[원본 데이터]
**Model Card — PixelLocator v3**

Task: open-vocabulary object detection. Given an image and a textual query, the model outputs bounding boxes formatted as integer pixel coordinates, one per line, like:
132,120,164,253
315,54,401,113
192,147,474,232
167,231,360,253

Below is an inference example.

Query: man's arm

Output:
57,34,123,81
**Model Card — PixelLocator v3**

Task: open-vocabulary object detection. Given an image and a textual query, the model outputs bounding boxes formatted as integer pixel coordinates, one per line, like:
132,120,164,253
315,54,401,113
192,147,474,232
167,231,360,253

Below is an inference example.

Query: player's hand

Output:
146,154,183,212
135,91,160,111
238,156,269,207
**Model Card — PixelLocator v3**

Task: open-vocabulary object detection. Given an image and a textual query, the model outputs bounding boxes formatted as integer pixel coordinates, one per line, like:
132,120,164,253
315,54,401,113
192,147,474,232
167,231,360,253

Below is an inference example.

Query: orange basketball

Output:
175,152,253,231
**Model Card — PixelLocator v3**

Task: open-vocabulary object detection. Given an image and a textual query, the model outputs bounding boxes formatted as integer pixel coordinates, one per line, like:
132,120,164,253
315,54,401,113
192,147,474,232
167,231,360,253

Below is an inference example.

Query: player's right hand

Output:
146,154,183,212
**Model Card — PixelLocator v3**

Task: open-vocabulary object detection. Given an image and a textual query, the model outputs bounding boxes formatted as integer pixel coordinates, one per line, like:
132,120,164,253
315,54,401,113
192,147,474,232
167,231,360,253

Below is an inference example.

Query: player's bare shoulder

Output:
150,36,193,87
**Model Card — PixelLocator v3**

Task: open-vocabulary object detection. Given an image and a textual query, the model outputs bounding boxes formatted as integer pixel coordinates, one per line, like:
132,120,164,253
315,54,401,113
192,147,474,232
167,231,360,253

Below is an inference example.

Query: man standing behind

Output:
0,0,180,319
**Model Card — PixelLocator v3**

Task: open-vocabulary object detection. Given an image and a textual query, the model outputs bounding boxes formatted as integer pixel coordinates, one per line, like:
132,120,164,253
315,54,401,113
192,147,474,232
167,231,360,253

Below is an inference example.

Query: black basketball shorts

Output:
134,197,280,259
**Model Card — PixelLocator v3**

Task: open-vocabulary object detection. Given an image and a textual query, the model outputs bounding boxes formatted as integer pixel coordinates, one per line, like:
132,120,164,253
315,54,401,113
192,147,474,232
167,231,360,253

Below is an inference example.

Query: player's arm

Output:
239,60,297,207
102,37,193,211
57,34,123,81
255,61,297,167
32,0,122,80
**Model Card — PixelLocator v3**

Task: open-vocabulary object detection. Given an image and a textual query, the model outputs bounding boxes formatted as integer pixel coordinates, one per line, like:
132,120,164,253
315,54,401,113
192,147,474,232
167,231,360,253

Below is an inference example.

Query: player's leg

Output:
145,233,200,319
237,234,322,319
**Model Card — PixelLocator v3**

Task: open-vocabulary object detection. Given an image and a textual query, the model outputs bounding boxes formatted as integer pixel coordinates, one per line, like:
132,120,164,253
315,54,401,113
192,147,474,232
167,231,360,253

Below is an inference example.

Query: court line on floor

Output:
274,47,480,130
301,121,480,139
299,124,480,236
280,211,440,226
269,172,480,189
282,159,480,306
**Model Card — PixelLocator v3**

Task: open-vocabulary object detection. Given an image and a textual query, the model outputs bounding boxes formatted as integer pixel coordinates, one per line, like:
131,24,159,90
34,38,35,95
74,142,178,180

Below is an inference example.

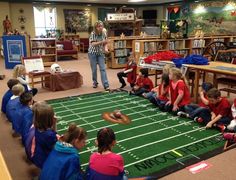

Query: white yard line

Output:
80,119,194,154
57,98,148,118
57,107,160,132
55,94,128,113
61,104,96,128
125,133,221,167
118,127,206,154
81,133,221,167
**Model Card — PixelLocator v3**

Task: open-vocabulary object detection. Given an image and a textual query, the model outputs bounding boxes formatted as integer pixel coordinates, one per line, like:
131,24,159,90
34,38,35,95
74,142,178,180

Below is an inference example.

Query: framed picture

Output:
63,9,91,34
2,36,26,69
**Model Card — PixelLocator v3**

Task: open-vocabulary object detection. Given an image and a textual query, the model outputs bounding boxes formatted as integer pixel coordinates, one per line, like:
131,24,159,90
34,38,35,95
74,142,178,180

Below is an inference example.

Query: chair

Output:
215,49,236,96
21,56,51,88
80,38,89,53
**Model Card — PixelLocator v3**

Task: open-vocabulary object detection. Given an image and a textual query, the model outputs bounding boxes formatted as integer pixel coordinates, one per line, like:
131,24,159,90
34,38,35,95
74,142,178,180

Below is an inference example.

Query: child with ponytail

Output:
87,128,124,180
40,123,87,180
165,68,190,114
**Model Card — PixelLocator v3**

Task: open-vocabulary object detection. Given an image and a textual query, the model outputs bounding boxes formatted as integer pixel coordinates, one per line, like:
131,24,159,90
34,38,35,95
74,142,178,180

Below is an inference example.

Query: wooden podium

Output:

- _작업 지시_
위 데이터에서 "player"라는 단어가 들어 있는 줄을 하나도 빠뜨리지 말고 모두 뽑아 적으세요.

- _작성 답안_
Query: player's hand
Query: player's right hand
Query: player's bare shoulder
Query: player's arm
Query: player's leg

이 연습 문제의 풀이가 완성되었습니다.